-- Reading passage --
--------------------

The first library of the university of Basel was inaugurated in 1559 in the Brabeuterium, a chapel-like building precariously overhanging the Rhine river. Its starting collection of 240 volumes grew steadily with the absorption of other faculty libraries, belying the idea that library mergers are a distinctly modern occurrence. In 1671, the library moved to the Haus zur Mücke, where it stayed for nearly two centuries before moving in with the city museums in 1849 in a building that is now the Natural History Museum. By then, the library collection had grown to over 200,000 books and the new digs were hardly adequate. In 1890, the city council voted for the construction of a dedicated library building. Basel architect Rudolf Emanuel La Roche designed the new library in neo-Baroque style, with two symmetrical wings meeting in a cupola-covered entrance atrium. The wings were built using the then en-vogue load-bearing iron stack model.
New plans to expand the library were first drawn in the 1930s, but were put on hold during the Second World War. Finally, in 1959, the credit for the expansion was voted, and the project awarded to another Basel architect, Otto Heinrich Senn. His plans called for the near totaling of La Roche’s barely 70 year old building. Even though it was partly justified by the inherent lack of flexibility of the iron stack model used in the previous building, critics bemoaned this radical plan, in particular the replacement of the once distinctive cupola building by an austere functionalist facade and the loss of the baroque reading rooms. One of the original book stack wings was however spared, and still serves to this day. The intimate newspaper reading room in the old wing also preserves some of the atmosphere of the 19th century library. Construction of the new library was done in three stages between 1959 and 1968.

--------------------

-- Data rows --
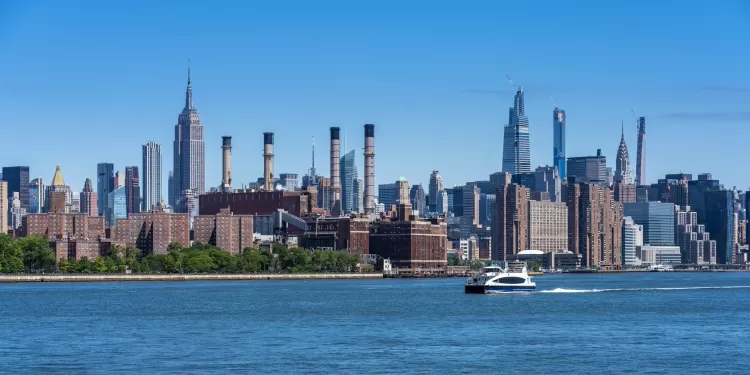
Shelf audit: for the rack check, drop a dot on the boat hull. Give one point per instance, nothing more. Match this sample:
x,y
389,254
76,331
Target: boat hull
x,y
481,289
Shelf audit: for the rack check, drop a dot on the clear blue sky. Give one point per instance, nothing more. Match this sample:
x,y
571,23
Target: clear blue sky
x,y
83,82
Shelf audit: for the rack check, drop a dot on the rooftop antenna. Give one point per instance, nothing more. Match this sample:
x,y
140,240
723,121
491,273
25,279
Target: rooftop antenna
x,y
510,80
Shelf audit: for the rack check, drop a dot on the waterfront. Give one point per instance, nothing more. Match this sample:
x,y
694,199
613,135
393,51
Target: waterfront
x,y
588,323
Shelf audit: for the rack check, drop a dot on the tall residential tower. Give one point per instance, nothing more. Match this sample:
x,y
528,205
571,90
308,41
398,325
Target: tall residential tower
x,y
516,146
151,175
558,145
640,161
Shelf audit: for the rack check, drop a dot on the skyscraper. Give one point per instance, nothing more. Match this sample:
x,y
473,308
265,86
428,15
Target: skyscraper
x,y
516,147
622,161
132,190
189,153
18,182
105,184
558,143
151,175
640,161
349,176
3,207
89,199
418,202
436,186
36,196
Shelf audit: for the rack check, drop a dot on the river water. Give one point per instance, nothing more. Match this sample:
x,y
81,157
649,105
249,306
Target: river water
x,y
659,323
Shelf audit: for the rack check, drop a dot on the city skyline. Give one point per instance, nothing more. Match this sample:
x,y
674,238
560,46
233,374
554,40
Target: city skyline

--------------------

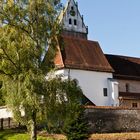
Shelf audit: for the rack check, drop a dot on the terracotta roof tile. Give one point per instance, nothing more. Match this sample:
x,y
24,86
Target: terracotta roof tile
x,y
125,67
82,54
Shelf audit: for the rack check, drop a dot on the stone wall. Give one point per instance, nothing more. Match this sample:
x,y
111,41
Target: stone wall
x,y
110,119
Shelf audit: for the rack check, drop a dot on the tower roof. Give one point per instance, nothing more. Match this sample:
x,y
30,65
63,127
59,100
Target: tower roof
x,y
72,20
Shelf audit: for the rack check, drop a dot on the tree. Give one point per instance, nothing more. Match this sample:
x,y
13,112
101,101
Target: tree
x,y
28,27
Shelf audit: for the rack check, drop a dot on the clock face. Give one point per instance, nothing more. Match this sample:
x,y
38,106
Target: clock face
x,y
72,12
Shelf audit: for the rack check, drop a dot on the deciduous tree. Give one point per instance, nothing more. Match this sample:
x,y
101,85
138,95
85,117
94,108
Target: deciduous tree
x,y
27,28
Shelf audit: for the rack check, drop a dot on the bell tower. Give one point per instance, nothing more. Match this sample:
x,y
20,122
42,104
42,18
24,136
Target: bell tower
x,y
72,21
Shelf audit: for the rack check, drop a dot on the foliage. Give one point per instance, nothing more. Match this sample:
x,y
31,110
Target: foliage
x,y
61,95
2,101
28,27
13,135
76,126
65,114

--------------------

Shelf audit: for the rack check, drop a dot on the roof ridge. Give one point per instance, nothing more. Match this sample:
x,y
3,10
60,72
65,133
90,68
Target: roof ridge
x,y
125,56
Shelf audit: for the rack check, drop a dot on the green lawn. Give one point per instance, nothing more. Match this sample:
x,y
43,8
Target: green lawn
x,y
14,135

--------------------

-- Actions to take --
1. List every specific year (not decade) given in the passage on the Basel university library, in the order the years first appear.
2. Answer these questions from the passage on the Basel university library:
(a) How many volumes did the first library start with?
(b) Which architect was awarded the expansion project in 1959?
(c) Which room in the old wing keeps some of the 19th-century atmosphere?
The records have no role in this work.

-- Results in order --
1. 1559, 1671, 1849, 1890, 1959, 1968

2.
(a) 240 volumes.
(b) Otto Heinrich Senn.
(c) The newspaper reading room.